Texto extraído
──────

# UNL2803 con poca potencia de salida



## Diegojavbau (Nov 9, 2010)

Hola a todos , soy nuevo en el foro , vengo con un problema que quizas a la mayoria le resulte simple , seguramente me puedan ayudar.

Estoy armando un circuito en el que conecto las salidas de un secuenciador (4017) a un 2803 que uso como etapa de potencia para alimentar leds.
Elegi el 2803 porque me brinda hasta 500 mA por driver en la salida y esta hecho justamente para conectarlo a circuitos logicos de baja potencia.

Mi problema es que no puedo lograr una buena potencia de salida , con un solo led en la salida , aun sin resistencia , solo obtengo 4,3 mA .
Por las dudas de que la exitacion fuese insuficiente , conecte la entrada correspondiente directamente a la alimentacion del circuito , pero el resultado sigue siendo el mismo.

El circuito lo alimento con 5v (4.8 reales) y los circuitos que vi generalmente estan alimentados con 12v.
Lei el datasheet y dice que esta diseñado para trabajar con circuitos logicos de 5 v , por eso supuse que seria suficiente (ademas de que necesito que funcione con 5v)

Es falta de alimentacion lo que me genera este problema ?

                         Gracias por su atencion


----------



## Ferny (Nov 9, 2010)

Pon un diagrama de cómo estás conectando todo, igual falta conectar algo o bien cambiar algo de sitio...


----------



## lubeck (Nov 9, 2010)

> Es falta de alimentacion lo que me genera este problema ?



Yo también... como ferny... opino que esta algo mal conectado o puede estar dañado el integrado...
es la primera vez que veo(leo) que falle de esa manera...


----------



## Diegojavbau (Nov 9, 2010)

Muchas gracias a todos por las respuestas.

──────

Requisitos del ejercicio
a. Enumera, sin repeticiones, los nombres de usuario de todas las personas que publican mensajes en el hilo sobre el UNL2803.
b. Prosigue el hilo sobre el UNL2803 justo después de su última frase.

──────

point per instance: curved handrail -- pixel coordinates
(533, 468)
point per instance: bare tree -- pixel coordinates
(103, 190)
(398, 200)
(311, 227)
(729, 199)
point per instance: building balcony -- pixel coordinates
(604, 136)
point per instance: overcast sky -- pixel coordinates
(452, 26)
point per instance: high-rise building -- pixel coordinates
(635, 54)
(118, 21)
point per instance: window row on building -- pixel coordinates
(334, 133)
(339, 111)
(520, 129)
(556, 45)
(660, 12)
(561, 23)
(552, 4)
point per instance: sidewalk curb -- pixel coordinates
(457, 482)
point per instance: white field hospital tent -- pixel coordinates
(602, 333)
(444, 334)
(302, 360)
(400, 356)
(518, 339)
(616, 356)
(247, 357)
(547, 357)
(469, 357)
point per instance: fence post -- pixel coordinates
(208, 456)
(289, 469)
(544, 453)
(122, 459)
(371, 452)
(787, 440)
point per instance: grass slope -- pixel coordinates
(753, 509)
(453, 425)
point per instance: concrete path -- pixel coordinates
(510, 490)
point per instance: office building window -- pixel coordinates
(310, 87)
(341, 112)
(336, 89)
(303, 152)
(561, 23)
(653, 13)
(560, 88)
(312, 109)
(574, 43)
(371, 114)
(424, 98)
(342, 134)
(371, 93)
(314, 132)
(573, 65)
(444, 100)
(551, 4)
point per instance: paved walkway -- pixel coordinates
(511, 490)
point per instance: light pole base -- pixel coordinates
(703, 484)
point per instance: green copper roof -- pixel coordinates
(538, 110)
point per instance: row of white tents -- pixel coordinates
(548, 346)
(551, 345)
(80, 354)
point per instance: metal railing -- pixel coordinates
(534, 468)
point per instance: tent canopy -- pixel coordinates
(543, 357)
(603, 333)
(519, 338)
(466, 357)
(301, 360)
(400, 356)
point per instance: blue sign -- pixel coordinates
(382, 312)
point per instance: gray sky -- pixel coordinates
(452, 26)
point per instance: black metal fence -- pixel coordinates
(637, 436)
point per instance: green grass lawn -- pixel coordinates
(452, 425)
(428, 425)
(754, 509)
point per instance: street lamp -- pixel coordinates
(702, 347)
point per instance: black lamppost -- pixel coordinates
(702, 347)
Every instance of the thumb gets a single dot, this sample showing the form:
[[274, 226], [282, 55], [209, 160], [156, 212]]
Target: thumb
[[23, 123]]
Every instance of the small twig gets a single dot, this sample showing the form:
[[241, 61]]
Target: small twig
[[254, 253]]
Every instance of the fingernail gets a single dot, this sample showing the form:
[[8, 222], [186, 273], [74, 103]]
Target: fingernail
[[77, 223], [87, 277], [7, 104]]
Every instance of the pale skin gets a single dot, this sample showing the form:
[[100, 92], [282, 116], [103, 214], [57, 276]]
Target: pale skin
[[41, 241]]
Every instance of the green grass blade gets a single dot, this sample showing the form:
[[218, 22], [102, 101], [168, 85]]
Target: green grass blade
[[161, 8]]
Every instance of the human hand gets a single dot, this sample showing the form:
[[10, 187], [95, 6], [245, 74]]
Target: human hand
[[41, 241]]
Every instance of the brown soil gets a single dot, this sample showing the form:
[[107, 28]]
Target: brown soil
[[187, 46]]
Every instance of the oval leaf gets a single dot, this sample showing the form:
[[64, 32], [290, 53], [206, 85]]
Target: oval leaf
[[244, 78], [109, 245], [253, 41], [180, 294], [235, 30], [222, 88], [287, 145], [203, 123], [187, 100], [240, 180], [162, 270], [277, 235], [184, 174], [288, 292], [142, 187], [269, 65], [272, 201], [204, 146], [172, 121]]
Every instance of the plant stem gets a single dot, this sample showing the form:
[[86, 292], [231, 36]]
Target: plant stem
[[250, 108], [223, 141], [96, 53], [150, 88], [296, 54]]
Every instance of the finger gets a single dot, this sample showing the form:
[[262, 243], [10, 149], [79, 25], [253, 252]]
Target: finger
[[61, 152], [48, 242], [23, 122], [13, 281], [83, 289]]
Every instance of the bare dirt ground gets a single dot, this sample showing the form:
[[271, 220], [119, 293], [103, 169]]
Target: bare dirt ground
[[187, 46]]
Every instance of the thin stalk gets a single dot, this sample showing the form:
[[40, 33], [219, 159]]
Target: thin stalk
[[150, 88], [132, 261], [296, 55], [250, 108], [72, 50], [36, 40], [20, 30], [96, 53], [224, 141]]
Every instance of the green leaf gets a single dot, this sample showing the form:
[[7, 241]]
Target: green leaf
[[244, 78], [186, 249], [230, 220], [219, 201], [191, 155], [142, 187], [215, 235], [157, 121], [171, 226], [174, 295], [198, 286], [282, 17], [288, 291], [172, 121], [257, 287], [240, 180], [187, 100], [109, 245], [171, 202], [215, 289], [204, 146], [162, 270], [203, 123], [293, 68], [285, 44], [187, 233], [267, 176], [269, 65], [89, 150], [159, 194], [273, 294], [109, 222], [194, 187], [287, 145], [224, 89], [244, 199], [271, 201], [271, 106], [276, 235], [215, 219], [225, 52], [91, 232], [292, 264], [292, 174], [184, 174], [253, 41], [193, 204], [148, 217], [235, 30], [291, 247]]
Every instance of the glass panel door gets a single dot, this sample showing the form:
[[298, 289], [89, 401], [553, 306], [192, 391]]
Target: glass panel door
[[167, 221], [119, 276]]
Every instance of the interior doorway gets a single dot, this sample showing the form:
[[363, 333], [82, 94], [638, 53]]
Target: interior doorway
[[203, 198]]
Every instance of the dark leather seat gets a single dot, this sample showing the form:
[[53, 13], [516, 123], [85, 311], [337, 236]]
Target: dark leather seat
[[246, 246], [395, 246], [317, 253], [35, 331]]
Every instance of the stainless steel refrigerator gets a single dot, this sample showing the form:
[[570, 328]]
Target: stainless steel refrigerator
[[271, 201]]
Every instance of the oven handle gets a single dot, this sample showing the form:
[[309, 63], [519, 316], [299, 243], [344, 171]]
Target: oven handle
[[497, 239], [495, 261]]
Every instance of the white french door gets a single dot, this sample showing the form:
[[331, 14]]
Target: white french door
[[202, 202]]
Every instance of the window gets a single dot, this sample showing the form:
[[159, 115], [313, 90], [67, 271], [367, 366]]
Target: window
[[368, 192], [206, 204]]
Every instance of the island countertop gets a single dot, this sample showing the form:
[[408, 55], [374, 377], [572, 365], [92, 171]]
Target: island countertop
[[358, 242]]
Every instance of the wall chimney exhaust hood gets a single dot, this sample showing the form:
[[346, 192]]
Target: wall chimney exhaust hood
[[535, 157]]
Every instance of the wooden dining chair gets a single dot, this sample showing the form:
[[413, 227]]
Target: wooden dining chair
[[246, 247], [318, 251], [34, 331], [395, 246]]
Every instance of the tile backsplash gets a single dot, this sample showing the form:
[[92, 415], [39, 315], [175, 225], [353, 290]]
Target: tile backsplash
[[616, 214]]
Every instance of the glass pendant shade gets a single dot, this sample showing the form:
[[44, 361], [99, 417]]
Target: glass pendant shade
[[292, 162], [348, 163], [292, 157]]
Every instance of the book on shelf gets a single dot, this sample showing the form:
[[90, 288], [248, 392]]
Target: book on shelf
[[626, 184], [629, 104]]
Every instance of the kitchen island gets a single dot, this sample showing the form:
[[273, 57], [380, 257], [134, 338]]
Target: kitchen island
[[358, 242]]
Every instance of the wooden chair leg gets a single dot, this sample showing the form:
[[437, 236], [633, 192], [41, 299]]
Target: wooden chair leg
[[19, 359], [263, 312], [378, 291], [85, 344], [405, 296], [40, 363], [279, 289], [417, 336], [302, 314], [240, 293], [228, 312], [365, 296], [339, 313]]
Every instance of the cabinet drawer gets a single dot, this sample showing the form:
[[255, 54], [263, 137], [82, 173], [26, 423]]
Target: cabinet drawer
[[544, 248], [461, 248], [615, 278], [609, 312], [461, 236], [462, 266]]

──────

Respuestas del ejercicio
a. Diegojavbau, Ferny, lubeck

b.
Aca les muestro el circuito simplificado , lo arme asi aislada la etapa de potencia para probar la respuesta del 2803 .
Tiene alimentacion de 5v en las entradas para conmutar las salidas al maximo , y los leds directos para testear la corriente de salida , en teoria (segun creo) los tendria que quemar instantaneamente ( si salieran los 500mA) , pero si bien encienden , solo les llegan 3,5 mA.


No se rian de mi cuando vena la burrada que seguro estoy cometiendo.


----------



## lubeck (Nov 9, 2010)

Te faltan las resistencias de los leds y los pines del 1 al 8 estan medio raros, que quieres hacer????

mira este esquema...
http://images.google.com/imgres?img...jNBw&esq=1&page=1&ndsp=18&ved=1t:429,r:11,s:0


----------



## Diegojavbau (Nov 9, 2010)

Gracias por responder , los leds los puse sin resistencia para ver cuanta corriente entregaba el circuito , si lograra los 500mA necesitaria resistencias limitadoras , pero logro solo 3,5mA


----------



## Fogonazo (Nov 9, 2010)

Diegojavbau dijo:


> Gracias por responder , los leds los puse sin resistencia para ver cuanta corriente entregaba el circuito , si lograra los 500mA necesitaria resistencias limitadoras , pero logro solo 3,5mA


¿ Estas "Simulando" el funcionamiento o el esquema esta armado ?


----------



## Black Tiger1954 (Nov 9, 2010)

Qué tipo de LED´s usás?

Como me molesta "pisar" un comentario


----------



## Diegojavbau (Nov 9, 2010)

@fogonazo  lo tengo montado en un protoboard

@black tiger 1954  : Son leds de alta luminosidad , de los de 20mA


----------



## El nombre (Nov 9, 2010)

Es lo de siempre... En fin...

Es culpa del diodo. Si el problema no esta en el micro que se haya roto o la fuente que no de mas.
Mira lo mejor que puedes hacer es colocar algo que admita más intensidad
le calculas una R para los 500ma y lo pruebas. Veras que bien que va.

Otra cosa es que te fies y que sepas que si los entrega incluso más. Eso si sin pasarse. ya que te limita la I max a 3,2A. Pero no en una sola salida. Lee el data que lo explica mejor.
Saludos


----------



## Diegojavbau (Nov 9, 2010)

Gracias nombre , pero lo necesito para manejar leds , si aumento el consumo agrupando leds en la misma salida , funcionaria ?


----------



## lubeck (Nov 9, 2010)

Que curioso esta este caso....

o sea que lo que quieres es aprender a como no usarlo o a como usarlo ???'

cual es la aplicación que le vas a dar probablemente se entienda que es lo que esta pasando???

si has visto que en sus entrañas son transistores???


----------



## Diegojavbau (Nov 9, 2010)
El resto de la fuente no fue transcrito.